>> Begin Document excerpt

Maybe less virtue and more necessary evil. It was a lot easier to not be a sellout in the economic boom of the 90s when you could find that paid the bills. The younger generation now is barely scraping by. They aren't into hustle culture because they love it, they do it because they're broke.


But 99.99% of people could stream Twitch 10 hours a day, put out half a dozen Youtube videos a week, chase every TikTok trend, and never make a dime. And at the end of it all? They wasted so much of their time doing things to chase the money, instead of things they liked, and when Twitch decides they're not going to preserve archives from unpopular streams, they don't even have the artifact left over.


Twitch/TikTok/YouTube is the "move to LA and do foodservice whist waiting to hit it big" of the current generation. You don't actually make any money doing it, but you think someday you will.


I don’t think people are broke per say. They have been promoted to and have internalised the idea that if you are not a huge success you are a failure but in absolute term most people seem to be doing fine.


There's not incentives currently for the no money involved approach. Before, there was still some unknown promise of the thing you are doing being discovered at some point, and also you could still sellout - lots of creators did this eventually. The noise is really high today.


I've done a penance ^h^h career in advertising ,[0] and I left because advertising sold out. Advertising and commercial art/advertising/deductible graphics used to nurture the most amazing arrays of cultural perpetual moonlighting geniuses. Now that went down the first conversion funnel long ago. We're not even a number were just amorphous $rnd now.

[0]Computational advertising for print in the very early nineties...)

Edit: a last gasp website I absolutely considered Sui Generis and was invaluable in the graphics world was Drawn.ca . I'd be immensely grateful to hear of any mirrors or archive.


I feel like the pendulum is swinging back. Interest rates, rent, housing and commodity prices are up, so discretionary spending will almost certainly be lower.

Could that reduce demand for marketing and advertising in general? Maybe the tighter market will drive up demand for more aggressive data capture? Where does all that leave social sites and content creators who but their empire selling fast fashion an overpriced gaming accessories during a time when access to money was easier?


I doubt it will for marketing in general. It is a real red queen's race/prisoner's dilemma. Now discretionary spending can and will go down in a recession even among those who could afford it. Due to the gaucheness of showing off during bad times (ironically making things worse if taken in a vacuum).


This is especially ironic since the original article was using nostalgia to sell his new codeblog service...


Frankly it always struck me as kind of insane that it was considered a bad thing. Especially since the definition of selling out seemed to consist of any and everything while not being successful. Was it some hippie movement vestige or something?


As far as I can tell, selling out has always been a subjective thing and has always been directed towards those who turn their back on principles for personal gain. Of course, everyone has a different idea of what those principles are so pretty much everyone who is sucessful gets branded as a sellout by someone. While some of this may be a vestige of the hippie movement, I suspect most of it is not.


The book "The Rebel Sell" points out that creating businesses and selling products was central to the American counterculture of the 1960s and 1970s. The "Whole Earth Catalogue" was not a 'leave a penny, take a penny' dish!

>> End Document excerpt
>> Begin Provided material

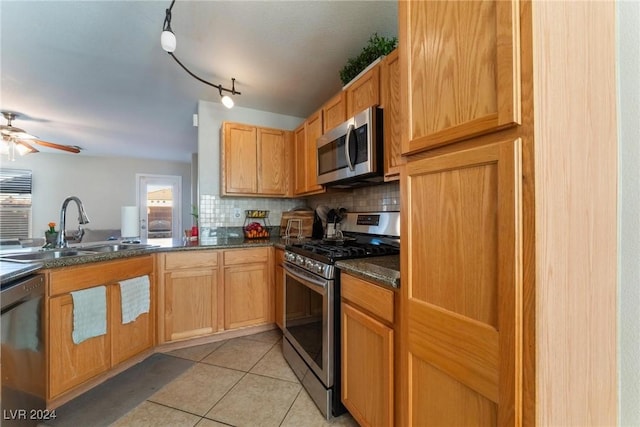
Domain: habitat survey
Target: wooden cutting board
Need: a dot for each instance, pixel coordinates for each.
(306, 219)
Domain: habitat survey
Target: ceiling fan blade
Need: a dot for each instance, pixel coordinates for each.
(69, 148)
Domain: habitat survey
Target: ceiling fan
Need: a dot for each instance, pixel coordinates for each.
(23, 141)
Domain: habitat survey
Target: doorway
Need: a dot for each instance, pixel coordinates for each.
(160, 204)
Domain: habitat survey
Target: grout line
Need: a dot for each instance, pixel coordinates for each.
(291, 406)
(170, 407)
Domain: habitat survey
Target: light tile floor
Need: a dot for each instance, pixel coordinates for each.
(239, 382)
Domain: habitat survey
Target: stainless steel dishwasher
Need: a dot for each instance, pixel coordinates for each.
(22, 356)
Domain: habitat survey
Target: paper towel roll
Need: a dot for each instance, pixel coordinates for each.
(130, 221)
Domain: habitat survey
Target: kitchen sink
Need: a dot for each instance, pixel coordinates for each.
(43, 255)
(116, 247)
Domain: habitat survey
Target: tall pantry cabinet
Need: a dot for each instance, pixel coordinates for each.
(508, 299)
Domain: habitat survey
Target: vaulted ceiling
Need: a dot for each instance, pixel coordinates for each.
(93, 74)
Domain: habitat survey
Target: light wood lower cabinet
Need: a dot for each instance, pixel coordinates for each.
(204, 292)
(189, 291)
(70, 364)
(248, 299)
(367, 351)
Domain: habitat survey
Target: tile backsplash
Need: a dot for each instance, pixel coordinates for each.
(216, 211)
(384, 197)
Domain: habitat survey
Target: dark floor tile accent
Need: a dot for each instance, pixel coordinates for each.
(115, 397)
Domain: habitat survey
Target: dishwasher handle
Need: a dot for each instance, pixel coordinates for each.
(22, 290)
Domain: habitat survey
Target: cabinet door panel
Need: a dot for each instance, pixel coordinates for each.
(131, 338)
(460, 69)
(246, 296)
(272, 167)
(71, 364)
(462, 299)
(367, 368)
(240, 162)
(190, 303)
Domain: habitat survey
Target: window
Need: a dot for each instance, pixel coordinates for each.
(15, 203)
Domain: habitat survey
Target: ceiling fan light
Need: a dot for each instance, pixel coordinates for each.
(168, 41)
(227, 101)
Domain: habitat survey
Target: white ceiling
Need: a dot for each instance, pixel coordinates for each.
(93, 74)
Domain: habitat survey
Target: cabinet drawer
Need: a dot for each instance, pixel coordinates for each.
(74, 278)
(190, 259)
(371, 297)
(246, 256)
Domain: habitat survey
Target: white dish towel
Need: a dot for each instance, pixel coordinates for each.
(89, 313)
(135, 298)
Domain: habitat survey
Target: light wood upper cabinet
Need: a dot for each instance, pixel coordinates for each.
(367, 351)
(255, 160)
(334, 111)
(364, 92)
(239, 160)
(460, 69)
(391, 104)
(273, 156)
(189, 295)
(305, 151)
(248, 287)
(463, 296)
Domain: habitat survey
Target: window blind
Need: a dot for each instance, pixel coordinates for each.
(15, 203)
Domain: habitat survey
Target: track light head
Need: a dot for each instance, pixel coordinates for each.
(168, 43)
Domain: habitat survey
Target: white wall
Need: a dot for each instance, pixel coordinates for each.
(104, 184)
(210, 118)
(629, 210)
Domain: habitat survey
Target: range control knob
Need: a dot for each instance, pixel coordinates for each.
(309, 264)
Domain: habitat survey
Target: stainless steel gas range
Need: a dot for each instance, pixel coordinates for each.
(312, 300)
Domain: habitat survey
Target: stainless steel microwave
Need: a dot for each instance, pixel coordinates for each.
(351, 154)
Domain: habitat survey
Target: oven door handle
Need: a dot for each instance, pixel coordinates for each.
(301, 274)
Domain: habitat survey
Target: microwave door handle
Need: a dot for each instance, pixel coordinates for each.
(347, 141)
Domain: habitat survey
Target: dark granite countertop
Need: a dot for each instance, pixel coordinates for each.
(208, 243)
(384, 270)
(10, 271)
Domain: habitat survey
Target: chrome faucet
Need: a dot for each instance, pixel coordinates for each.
(82, 219)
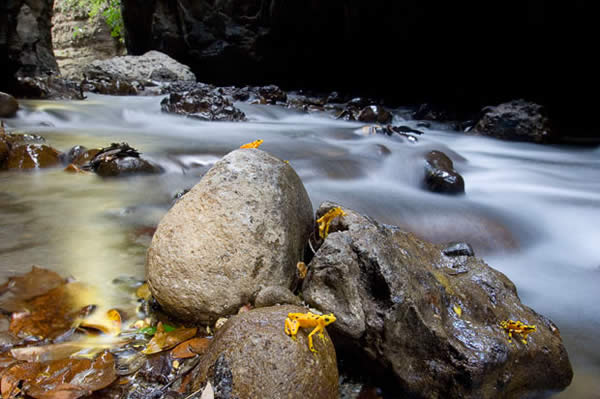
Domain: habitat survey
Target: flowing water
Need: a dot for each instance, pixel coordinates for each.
(531, 211)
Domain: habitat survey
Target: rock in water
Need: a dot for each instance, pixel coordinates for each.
(243, 226)
(517, 120)
(252, 357)
(430, 320)
(440, 176)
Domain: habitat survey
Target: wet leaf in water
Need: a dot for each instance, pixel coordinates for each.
(19, 289)
(190, 348)
(61, 379)
(51, 314)
(108, 323)
(143, 292)
(163, 340)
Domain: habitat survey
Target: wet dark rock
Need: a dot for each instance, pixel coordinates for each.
(517, 120)
(272, 94)
(8, 105)
(255, 341)
(31, 156)
(203, 103)
(440, 176)
(114, 87)
(431, 321)
(275, 295)
(458, 249)
(152, 65)
(119, 160)
(374, 114)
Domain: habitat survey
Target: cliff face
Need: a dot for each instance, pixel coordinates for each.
(79, 39)
(412, 51)
(25, 40)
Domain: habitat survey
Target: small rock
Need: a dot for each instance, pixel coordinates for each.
(517, 120)
(8, 105)
(203, 103)
(276, 295)
(30, 156)
(252, 357)
(440, 176)
(118, 160)
(374, 114)
(458, 249)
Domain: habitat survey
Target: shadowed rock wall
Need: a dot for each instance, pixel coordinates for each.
(25, 40)
(465, 54)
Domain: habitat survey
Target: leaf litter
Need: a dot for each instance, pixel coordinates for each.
(61, 343)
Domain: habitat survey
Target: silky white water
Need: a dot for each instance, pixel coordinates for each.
(531, 211)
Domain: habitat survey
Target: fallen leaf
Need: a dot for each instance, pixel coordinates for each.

>> End Provided material

Reproduce the passage of the discussion on selling out, starting at "Twitch/TikTok/YouTube is the" and ending at "be doing fine.".

Twitch/TikTok/YouTube is the "move to LA and do foodservice whist waiting to hit it big" of the current generation. You don't actually make any money doing it, but you think someday you will.


I don’t think people are broke per say. They have been promoted to and have internalised the idea that if you are not a huge success you are a failure but in absolute term most people seem to be doing fine.